- [INSTRUCTION A] Gather each line of the entries that contains the string "brown".

- [PROVIDED TEXT]
13. The facts proved in the present case are that the land sought to be acquired is land situate within the Municipality of Rajamundry which is a large and growing town. There are several public offices and it is growing in commercial importance. These facts are not disputed by the learned Government pleader. As the town is on the Godaveri river expansion on that side is not possible. The report of the latest census in 1921 shows that the population has increased 172 per cent. from 1871 to 1921, there being an increase every decade and Rajamundry is said to be the principal trade centre for the Godaveri delta and also for part of the agency. The land according to the evidence is fit for being built upon and the surrounding lands have been acquired by the Municipality, plotted out and sold as building sites for houses and have also been purchased by private individuals who have also sold plots for building purposes. The land is bounded on two sides by road and there is the future advantage of a road being opened up owing to the owner having lands abutting the Gokavaram Road to which he can be given a right of way.

14. On the other hand, there is the fact that there are building sites on the 70 acres of land acquired by the Municipality in 1912 which were divided into 437 sites and which were disposed of to various persons. It appears from the evidence of the Secretary to the Municipality (R. W. 2) that only 50 houses have been built. He thinks that the distance from the public buildings is the cause for the remaining sites not being built upon. It is argued that the site in question is on a higher level and better adapted for building purposes and that as the Secretary says that the Municipality while promising to introduce a water supply scheme gave it up and dug only five wells may well account for more houses not having been built especially as the evidence of the witnesses called by the claimants shows that there is demand for building sites in Veerabhadrapuram which adjacent. This may be so; but the act that there are building sites available near the land is an element to be taken into consideration in fixing the value of the land sought to be acquired. There is also the fact that although one rupee a square yard was given for small plots of land, the same price could not be realised if the 50 acres were thrown open for sale at one time. It is suggested that it is open to the claimants to divide the land into convenient plots and offer the same for sale; but this would involve expenditure for the laying out of roads. It is also clear that it would take a few years before all the various plots could be sold.

15. On these facts the question is what is the compensation to be awarded. It is not possible in these cases to fix the price with any degree of accuracy especially where we are not dealing with the present use to which the land is put but, with the prospective use and valuing it on the basis of special adaptability. In the Secretary of State for Foreign Affairs v. Charlesworth Pilling & Co. [1902] 26 Bom. 1 their Lordships of the Privy Council observed:

It is quite true that in all valuations, judicial or other, there must be room for inference and inclinations of opinion which, being more or less conjectural, are difficult to reduce to exact reasoning or to explain to others…. In such an enquiry as the present, relating to subject abounding with uncertainties, and on which there is little experience, there is more than ordinary room for such guess-work; and it would be unfair to require an exact exposition of reasons for the conclusions arrived at.

(Entries from a point labeling set)

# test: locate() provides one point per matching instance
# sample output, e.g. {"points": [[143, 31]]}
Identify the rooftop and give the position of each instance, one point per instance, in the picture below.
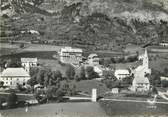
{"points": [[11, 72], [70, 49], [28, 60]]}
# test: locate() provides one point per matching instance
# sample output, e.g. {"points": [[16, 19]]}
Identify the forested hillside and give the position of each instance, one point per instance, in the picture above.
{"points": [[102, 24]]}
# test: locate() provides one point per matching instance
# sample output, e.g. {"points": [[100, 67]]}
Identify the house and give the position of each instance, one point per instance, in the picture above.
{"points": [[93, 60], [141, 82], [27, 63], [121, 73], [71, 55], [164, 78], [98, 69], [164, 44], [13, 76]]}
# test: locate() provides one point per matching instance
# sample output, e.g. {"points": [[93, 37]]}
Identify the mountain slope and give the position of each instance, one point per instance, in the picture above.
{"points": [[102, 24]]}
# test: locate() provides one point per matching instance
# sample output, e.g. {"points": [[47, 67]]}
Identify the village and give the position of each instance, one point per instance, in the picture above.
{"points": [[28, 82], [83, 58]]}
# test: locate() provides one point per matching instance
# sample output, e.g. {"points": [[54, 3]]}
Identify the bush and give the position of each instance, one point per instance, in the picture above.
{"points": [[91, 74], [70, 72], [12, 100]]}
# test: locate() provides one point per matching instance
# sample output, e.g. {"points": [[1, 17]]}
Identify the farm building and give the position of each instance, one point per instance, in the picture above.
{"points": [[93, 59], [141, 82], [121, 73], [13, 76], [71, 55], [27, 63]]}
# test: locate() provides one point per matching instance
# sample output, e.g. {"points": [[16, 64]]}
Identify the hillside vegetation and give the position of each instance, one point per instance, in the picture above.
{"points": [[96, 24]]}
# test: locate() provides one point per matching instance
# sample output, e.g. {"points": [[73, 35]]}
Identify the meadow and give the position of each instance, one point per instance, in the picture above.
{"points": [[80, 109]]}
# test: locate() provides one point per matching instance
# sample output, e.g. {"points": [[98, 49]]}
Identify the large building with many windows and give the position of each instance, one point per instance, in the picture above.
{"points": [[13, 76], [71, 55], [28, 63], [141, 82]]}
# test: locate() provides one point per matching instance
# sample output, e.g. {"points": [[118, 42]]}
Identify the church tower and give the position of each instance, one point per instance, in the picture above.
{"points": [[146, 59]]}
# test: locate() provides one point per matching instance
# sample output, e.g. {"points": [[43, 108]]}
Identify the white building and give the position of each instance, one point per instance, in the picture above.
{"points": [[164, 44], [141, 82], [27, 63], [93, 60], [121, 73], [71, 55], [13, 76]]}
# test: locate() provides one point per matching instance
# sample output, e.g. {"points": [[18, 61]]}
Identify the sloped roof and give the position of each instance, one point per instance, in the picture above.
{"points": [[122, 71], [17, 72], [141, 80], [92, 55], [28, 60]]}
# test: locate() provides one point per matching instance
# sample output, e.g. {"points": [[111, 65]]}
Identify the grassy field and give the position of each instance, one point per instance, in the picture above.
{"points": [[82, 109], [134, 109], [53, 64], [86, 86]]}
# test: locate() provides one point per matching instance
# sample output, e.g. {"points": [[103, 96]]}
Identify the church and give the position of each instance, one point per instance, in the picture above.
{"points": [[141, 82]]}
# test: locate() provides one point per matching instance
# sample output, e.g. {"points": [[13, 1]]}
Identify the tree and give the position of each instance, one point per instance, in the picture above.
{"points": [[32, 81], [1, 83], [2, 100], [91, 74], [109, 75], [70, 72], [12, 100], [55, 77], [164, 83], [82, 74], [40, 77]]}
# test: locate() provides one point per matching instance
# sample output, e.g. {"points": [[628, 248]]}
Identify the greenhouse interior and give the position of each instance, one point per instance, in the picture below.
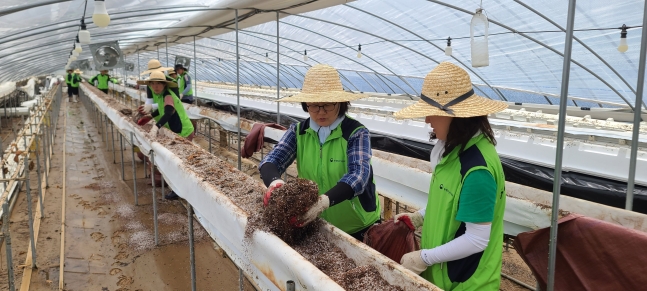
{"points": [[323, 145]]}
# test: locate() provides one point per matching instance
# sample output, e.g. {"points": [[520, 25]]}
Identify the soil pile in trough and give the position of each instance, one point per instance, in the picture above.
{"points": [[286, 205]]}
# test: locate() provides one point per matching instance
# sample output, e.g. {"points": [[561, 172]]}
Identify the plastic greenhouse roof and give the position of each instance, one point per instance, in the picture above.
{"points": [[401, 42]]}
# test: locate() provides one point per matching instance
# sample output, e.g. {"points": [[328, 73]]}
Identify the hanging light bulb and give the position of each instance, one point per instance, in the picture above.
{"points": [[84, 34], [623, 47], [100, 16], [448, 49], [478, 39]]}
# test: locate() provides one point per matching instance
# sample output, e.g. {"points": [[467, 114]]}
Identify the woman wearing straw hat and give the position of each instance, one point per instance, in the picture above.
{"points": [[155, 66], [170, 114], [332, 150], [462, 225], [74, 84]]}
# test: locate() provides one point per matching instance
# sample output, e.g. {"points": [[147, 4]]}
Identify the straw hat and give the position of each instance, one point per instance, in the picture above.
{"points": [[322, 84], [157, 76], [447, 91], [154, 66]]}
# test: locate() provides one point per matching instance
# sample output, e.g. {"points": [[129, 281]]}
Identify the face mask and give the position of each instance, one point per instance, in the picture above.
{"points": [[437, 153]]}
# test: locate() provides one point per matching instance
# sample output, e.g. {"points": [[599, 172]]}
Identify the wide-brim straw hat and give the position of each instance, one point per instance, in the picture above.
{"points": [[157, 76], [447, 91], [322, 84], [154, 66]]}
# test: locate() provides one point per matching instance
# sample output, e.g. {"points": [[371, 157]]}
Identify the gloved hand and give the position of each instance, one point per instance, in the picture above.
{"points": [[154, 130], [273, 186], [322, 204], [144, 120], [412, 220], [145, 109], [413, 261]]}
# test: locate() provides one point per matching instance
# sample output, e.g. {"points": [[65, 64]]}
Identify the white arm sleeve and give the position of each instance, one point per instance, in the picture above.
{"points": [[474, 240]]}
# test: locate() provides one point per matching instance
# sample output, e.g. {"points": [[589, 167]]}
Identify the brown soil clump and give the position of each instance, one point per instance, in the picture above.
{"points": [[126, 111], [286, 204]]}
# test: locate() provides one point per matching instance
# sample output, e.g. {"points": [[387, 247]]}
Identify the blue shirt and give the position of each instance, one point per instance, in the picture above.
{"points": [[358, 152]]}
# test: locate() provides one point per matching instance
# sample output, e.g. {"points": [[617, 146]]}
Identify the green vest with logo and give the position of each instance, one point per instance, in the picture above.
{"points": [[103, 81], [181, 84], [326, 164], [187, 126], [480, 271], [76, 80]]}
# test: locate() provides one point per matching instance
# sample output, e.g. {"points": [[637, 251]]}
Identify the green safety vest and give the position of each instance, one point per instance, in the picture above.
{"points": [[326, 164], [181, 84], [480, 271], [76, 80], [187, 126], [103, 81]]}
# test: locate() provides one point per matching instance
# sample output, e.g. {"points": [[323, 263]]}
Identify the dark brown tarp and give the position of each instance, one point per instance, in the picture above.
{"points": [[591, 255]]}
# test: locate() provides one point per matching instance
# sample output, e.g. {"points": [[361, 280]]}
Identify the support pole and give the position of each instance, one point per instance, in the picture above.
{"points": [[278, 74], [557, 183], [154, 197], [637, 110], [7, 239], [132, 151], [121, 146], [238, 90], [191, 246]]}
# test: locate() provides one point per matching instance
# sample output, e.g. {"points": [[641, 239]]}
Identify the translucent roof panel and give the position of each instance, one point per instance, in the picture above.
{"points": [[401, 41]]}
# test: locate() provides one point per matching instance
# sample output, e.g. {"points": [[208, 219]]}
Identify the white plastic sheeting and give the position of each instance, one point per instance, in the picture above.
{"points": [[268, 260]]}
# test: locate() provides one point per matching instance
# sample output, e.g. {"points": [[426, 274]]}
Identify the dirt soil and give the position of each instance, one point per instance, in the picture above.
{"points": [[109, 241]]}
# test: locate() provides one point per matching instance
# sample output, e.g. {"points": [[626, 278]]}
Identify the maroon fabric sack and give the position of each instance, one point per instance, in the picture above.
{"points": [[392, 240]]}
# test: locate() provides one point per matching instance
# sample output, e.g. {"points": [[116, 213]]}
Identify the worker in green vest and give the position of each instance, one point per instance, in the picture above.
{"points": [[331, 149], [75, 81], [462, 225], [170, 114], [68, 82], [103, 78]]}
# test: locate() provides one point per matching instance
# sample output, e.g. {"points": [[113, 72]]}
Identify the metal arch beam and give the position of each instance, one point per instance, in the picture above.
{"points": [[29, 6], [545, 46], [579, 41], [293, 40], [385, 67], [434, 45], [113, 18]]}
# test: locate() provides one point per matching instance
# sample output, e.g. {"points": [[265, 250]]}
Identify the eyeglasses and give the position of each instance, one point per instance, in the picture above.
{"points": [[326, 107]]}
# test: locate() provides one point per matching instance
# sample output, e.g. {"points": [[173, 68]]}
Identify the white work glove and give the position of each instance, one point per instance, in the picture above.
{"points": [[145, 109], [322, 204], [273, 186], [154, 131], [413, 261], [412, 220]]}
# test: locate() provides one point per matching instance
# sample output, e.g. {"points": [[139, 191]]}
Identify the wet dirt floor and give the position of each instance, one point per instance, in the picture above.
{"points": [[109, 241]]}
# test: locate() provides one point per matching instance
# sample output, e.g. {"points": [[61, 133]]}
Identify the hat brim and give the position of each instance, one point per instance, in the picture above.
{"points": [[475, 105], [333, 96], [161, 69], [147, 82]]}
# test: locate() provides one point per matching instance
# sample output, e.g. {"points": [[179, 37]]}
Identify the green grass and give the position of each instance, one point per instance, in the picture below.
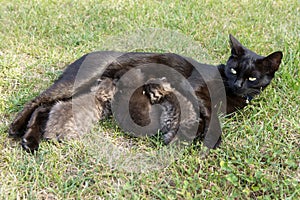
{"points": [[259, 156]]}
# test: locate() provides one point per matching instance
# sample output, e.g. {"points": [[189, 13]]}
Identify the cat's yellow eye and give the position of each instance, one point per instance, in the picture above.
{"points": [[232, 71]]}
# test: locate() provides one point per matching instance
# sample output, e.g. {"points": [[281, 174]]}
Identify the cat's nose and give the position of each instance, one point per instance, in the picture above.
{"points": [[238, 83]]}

- [INSTRUCTION B] Using the judgment excerpt, mark each statement yes or no, and quote the words of the judgment excerpt that decide it. (i) The 70 acres the Municipality acquired in 1912 were divided into 437 sites. (ii) The learned Government pleader disputed that Rajamundry is growing in commercial importance. (iii) The Municipality carried out its promised water supply scheme.

- [WORKED ANSWER A]
Identify the brown soil clump and give the position of each instance, one point per instance, in the picture above.
Identify the dark brown tarp and give the position of each instance, one point per instance, in the picture above.

- [WORKED ANSWER B]
(i) Yes: "there are building sites on the 70 acres of land acquired by the Municipality in 1912 which were divided into 437 sites"
(ii) No: "These facts are not disputed by the learned Government pleader."
(iii) No: "the Municipality while promising to introduce a water supply scheme gave it up and dug only five wells"